阪田寛夫「受けたもの 伝えたいもの」あらすじと感想と考察

阪田寛夫「受けたもの 伝えたいもの」読了。

本書は、日本キリスト教団の雑誌「信徒の友」に連載された随筆「私に届いた言葉」を収録したエッセイ集である。

タイトルは「信徒の友夏期セミナー」の主題から。

心にしみ入る言葉となった「夕べの雲」

阪田寛夫が敬愛する作家といえば、まずは庄野潤三である。

本書では、庄野さんの代表作『夕べの雲』が紹介されている。

「夕べの雲は小説の題名となった為に、作品の内容と分かちがたく結びついて、心にしみ入った言葉となりました」と、阪田さんは言う。

ある夏の日、多摩丘陵の一つの丘のてっぺんに住む小説家が、家のすぐ下にある浄水場の芝生に寝ころがって、空を見上げておりました。小説家の名は庄野潤三。その時四十三歳で、間もなく『日本経済新聞』に連載を始める小説の題を考えている最中でした。(阪田寛夫「夕べの雲」)

芝生に寝転がりながら空に浮かぶ雲を眺めていると、ちょっと目を離した隙に、雲はもう違う色の別の雲になっている。

今の今まであったものが、もうなくなっている。

刻々と移り変っていく雲は、そのまま新聞連載小説の作品タイトルとなった。

「いまそこに在り、いつまでも同じ状態でつづきそうに見えていたものが、次の瞬間にはこの世から無くなってしまっている具合を書いてみたい」と考えたからである。

そうして、『夕べの雲』では、何気ない日常生活の中の「今」を、スケッチのように描き出した。

**所与のエントリ:**

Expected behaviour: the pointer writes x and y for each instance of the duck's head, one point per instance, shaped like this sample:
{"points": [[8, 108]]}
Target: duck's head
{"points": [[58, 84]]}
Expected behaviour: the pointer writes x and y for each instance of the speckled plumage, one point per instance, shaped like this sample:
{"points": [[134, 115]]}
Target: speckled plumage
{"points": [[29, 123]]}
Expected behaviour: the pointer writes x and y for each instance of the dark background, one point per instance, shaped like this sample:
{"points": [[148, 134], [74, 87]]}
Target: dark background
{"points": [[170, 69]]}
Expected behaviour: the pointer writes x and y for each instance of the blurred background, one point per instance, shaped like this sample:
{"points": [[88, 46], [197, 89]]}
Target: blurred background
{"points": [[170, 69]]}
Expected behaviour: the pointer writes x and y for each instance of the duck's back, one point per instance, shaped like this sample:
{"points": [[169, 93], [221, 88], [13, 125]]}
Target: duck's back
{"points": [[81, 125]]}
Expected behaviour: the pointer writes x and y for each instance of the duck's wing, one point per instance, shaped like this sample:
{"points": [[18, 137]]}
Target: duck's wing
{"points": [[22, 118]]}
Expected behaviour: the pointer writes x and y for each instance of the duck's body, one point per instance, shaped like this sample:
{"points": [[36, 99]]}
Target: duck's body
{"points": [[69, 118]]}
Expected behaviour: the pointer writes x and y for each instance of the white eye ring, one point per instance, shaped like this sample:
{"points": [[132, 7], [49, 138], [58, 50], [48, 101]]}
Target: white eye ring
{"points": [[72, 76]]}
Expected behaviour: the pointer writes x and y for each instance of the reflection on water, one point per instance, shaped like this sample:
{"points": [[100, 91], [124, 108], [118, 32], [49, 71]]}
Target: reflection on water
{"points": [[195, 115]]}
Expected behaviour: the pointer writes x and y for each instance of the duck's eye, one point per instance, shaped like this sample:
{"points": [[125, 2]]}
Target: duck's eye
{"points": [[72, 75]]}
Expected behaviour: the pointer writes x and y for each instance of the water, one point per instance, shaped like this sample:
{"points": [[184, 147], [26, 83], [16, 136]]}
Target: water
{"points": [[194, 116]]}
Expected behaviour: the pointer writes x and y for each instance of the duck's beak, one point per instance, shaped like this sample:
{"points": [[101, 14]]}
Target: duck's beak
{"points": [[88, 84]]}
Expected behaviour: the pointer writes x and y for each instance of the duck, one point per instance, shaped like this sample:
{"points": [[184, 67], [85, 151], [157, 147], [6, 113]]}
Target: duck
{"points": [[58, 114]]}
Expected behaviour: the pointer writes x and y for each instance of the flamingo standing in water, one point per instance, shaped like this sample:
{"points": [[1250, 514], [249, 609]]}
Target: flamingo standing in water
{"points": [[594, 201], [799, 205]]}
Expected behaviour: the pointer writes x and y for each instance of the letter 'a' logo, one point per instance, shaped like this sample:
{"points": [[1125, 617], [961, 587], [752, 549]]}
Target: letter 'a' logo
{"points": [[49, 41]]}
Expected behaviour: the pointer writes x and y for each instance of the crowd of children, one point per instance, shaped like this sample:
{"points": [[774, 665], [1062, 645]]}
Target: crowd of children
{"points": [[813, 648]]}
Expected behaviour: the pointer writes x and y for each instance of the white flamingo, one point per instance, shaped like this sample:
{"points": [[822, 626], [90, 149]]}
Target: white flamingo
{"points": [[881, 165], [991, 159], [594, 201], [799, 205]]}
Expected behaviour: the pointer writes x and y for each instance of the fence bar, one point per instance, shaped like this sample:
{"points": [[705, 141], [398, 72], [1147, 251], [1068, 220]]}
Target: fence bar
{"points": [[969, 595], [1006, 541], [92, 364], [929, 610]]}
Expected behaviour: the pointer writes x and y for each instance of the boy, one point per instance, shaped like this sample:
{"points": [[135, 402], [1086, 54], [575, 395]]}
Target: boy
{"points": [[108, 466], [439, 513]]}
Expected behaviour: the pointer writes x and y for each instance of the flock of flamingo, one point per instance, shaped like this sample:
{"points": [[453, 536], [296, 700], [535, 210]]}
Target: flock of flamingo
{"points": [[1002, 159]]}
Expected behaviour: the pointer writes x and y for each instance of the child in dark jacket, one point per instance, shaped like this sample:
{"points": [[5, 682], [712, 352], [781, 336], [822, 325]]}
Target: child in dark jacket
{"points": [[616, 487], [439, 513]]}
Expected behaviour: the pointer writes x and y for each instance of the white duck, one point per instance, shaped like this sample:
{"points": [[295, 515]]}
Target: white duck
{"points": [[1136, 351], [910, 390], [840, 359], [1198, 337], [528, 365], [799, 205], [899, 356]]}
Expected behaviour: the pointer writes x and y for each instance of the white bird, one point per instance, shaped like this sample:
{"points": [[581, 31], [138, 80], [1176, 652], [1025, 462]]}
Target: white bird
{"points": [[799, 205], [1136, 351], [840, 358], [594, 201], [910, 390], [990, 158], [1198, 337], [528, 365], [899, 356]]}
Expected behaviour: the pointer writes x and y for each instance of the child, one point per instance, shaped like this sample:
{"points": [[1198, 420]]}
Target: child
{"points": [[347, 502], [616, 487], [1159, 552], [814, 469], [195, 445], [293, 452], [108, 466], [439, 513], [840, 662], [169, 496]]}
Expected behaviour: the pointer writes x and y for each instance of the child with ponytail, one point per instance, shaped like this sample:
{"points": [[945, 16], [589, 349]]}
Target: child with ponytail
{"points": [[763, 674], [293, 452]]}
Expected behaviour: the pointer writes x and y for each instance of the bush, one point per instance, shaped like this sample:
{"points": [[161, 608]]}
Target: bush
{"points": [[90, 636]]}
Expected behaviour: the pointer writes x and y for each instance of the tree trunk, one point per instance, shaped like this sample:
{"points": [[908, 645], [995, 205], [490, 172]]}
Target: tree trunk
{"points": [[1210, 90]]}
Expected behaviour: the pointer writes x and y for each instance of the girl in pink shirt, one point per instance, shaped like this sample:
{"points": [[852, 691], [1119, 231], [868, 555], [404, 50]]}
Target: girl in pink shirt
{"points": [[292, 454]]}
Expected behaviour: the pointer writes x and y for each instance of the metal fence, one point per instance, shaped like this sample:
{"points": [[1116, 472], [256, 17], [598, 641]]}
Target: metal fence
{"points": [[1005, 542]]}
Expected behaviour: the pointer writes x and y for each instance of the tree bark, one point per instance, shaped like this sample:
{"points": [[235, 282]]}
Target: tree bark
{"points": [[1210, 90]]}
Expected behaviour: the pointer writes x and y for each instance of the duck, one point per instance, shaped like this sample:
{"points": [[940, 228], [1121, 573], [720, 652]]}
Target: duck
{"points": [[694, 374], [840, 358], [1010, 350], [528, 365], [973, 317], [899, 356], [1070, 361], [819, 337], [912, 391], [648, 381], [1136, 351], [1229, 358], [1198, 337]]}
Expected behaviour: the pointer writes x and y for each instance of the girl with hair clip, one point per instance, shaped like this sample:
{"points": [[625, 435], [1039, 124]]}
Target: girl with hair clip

**小問 1:** 上のエントリのうち、文字列「blurred」を含む行はいくつあるか。数字のみで答えなさい。
**小問 2:** 阪田寛夫『受けたもの 伝えたいもの』を紹介する文章の続きを、最後の文の後から書きなさい。

**最終解答 1:** 2

**最終解答 2:**
庄野さんにとって、作家人生の大きな転機ともなった代表作は、多くの愛読者を獲得し、友人・阪田寛夫も、その一人となったのである。

ただ「現在」を愛し、慈しむという庄野哲学

実は、阪田寛夫と庄野潤三は、民間会社で同僚だったという経歴を持つ。

私が庄野さんと初めて話を交わしたのは、右のエッセイ(夕刊新大阪「わが文学の課題」)発表の二年後で、一九五一(昭和二六)年九月のことでした。その秋十一月に電波を出す大阪の民間放送(ラジオ局)に就職して、配属された部署の上司が庄野さんなのでした。小学校、中学校の先輩で顔は見知っていましたから、ふしぎな出逢いにびっくりしました。(阪田寛夫「夕べの雲」)

当時の庄野さんについて、阪田さんは「恰幅も姿勢もよく、ワイシャツの袖をまくり上げて、その時せっせと手紙を書いておられました。ずいぶん勤勉で、言語明晰で、健康な人だと思いました」と回想している。

懐かしい庄野さんの思い出が続いた後で、話は冒頭の『夕べの雲』へと戻っていく。

五人家族が楽しく暮らす山は、やがて大規模な団地の造成で姿を大きく変えていくのだが、刻一刻と変化していく世の移り変りを、著者はただ無抵抗に受け入れていく。

そこには、すべてのものは移ろうものだという、庄野さんの人生哲学が反映されているからだ。

時の流れに逆らうのでもなく、世の移り変りに嘆くのでもなく、ただ「現在」を愛し、慈しむ。

それが、庄野さんの生き方であり、庄野文学に共通して流れている通奏低音である。

子どもらの声も幻の声かも知れず、「いつも家の中で聞える子供たちの声や細君の声も、もしそんな風に考えるなら、同じように彼の耳に聞えた」と作者は述懐します。それは『方丈記』のような無常を唱えるのではなく、この世での生活がどんなに懐かしいかと低い声でたたえる歌なのでした。(阪田寛夫「夕べの雲」)

おそらく、阪田さんは、庄野さんのそんな自然体の生き方に憧れていたのではないだろうか。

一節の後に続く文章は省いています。